[ABOUT THIS TASK] In the records that follow, find the line with "the burned wall"; from there, retype every line exactly through the line with "Target: white rectangular sign", which also belongs to the answer.

[THE INPUT]
- - -

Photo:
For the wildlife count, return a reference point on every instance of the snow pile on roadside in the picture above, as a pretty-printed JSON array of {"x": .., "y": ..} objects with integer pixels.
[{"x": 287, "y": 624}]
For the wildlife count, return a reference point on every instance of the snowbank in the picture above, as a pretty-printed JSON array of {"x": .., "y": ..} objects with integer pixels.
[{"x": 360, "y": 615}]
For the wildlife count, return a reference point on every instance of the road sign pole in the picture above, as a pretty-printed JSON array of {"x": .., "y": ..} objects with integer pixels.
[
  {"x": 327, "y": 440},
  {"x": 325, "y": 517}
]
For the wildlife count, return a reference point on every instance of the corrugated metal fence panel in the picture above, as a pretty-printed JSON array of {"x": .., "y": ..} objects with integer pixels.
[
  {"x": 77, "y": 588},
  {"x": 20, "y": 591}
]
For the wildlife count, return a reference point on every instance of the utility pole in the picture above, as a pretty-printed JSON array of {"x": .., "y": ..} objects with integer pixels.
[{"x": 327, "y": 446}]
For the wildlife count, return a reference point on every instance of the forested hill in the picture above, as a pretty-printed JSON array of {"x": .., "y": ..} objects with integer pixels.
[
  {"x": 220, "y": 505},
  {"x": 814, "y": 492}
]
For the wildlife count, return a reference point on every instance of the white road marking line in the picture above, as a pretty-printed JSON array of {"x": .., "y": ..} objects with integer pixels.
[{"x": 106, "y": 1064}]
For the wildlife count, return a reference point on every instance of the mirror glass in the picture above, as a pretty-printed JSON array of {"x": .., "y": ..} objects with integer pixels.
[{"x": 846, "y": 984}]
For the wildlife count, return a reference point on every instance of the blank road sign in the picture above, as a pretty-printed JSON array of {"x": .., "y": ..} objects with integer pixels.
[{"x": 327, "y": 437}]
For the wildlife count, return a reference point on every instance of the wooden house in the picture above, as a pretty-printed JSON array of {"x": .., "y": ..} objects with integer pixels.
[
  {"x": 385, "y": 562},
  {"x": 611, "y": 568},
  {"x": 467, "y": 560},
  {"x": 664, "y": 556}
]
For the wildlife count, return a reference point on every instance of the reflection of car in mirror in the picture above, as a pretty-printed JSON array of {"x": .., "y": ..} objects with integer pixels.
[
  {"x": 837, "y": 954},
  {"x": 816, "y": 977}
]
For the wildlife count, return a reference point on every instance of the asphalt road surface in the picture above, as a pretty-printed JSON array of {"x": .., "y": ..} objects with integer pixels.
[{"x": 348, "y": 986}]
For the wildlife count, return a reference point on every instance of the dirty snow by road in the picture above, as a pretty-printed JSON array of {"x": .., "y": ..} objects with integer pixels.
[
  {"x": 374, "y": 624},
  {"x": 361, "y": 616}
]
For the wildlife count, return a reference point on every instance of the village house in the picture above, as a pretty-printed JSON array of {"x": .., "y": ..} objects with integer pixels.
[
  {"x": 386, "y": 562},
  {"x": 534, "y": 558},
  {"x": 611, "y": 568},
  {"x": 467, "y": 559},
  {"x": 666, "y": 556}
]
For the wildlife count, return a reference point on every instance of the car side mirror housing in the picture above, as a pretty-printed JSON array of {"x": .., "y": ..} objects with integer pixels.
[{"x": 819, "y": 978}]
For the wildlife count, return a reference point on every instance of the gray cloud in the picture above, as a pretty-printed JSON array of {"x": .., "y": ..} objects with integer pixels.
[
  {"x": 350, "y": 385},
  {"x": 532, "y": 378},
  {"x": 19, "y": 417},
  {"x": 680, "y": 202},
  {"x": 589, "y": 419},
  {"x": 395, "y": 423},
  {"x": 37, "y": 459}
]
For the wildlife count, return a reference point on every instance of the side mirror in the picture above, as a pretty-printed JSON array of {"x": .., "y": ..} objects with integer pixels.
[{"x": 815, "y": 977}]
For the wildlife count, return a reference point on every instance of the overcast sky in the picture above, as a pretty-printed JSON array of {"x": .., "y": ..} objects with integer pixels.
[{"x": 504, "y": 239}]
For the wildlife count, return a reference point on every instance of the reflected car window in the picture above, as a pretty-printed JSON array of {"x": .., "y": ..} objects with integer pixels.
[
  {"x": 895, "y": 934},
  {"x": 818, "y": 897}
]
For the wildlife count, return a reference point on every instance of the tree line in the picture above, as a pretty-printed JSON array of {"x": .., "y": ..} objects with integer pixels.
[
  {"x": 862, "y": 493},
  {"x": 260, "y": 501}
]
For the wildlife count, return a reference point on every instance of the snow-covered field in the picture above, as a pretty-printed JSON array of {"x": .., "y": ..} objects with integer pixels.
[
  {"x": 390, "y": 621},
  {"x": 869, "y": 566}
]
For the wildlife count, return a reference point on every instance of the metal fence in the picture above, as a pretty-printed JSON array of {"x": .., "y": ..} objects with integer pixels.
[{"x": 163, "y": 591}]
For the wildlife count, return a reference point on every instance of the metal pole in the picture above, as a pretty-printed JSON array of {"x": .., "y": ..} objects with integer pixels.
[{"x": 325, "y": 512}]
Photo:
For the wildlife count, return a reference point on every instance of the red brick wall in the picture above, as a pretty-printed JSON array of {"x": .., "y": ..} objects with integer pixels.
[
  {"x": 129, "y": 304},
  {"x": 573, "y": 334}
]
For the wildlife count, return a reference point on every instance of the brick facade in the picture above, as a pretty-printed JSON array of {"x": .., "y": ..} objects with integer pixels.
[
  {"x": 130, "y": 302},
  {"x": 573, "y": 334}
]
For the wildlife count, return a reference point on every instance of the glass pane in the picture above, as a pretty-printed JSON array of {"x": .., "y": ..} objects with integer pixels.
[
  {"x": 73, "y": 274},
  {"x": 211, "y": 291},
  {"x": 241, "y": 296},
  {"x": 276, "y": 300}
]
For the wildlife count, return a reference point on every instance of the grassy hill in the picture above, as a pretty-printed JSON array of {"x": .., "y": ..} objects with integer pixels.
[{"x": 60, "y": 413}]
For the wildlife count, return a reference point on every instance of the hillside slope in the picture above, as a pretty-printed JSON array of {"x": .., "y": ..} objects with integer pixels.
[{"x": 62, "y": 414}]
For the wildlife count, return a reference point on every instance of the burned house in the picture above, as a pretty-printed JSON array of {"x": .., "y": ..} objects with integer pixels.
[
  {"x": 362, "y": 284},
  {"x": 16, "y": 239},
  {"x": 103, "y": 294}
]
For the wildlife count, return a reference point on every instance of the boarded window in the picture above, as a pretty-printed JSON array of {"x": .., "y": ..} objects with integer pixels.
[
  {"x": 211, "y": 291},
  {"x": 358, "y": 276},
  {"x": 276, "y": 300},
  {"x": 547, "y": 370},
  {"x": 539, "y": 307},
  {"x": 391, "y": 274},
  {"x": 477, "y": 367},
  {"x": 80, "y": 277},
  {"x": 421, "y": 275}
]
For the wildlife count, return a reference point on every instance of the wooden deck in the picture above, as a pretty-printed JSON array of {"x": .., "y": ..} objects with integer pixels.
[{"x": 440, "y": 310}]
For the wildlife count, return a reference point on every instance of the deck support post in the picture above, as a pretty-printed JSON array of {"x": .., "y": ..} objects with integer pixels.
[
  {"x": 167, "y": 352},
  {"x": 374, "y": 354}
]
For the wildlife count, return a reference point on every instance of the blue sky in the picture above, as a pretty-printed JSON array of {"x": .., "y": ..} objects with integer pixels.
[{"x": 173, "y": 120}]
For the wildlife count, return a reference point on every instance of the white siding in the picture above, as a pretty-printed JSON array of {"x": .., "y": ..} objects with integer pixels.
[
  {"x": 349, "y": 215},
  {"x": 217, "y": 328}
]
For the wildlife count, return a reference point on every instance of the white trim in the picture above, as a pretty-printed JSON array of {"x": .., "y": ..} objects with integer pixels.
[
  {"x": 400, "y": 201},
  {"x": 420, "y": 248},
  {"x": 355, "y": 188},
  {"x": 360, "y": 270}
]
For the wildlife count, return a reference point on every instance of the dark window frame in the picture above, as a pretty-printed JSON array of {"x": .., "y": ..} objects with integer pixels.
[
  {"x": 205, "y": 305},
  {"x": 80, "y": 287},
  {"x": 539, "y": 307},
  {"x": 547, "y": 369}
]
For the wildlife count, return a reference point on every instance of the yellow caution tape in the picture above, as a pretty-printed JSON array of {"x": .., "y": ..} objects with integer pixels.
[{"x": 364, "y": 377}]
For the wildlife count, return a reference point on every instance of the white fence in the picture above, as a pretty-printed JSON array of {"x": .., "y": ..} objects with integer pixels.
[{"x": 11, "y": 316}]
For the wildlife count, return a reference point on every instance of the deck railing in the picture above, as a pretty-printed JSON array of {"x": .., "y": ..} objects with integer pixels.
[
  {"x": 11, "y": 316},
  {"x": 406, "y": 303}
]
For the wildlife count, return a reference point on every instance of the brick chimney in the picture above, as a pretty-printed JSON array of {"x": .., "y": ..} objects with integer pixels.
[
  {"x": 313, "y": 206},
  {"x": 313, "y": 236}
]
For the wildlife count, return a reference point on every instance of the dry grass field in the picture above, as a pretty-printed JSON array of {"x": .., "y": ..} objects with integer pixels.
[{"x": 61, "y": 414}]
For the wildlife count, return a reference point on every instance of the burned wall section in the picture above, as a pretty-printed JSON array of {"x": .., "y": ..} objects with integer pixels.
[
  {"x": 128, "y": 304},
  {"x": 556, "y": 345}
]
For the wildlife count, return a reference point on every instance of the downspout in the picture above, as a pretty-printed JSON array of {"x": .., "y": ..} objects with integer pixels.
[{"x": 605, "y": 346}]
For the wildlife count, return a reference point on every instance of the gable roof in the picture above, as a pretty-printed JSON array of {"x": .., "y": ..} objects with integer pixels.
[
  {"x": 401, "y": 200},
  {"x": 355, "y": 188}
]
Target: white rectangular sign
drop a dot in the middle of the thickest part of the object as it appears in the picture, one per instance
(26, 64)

- - -

[TASK RESPONSE]
For the wildlife count, return a reference point on every instance of the burned wall section in the picture above, as a pretty-printed JSON array of {"x": .., "y": ..} objects with integer pixels.
[
  {"x": 128, "y": 304},
  {"x": 556, "y": 345}
]
For the wildlife count, return a reference point on every instance of the downspout in the picture above, as a pretty-printed JSON array of {"x": .., "y": ..} objects with integer pixels.
[{"x": 605, "y": 346}]
For the wildlife count, return a reference point on every instance of the gable roof in the picture above, as a pretty-printed JSON array of {"x": .., "y": ..} objects with integer pixels.
[
  {"x": 401, "y": 200},
  {"x": 355, "y": 188}
]
Target: white rectangular sign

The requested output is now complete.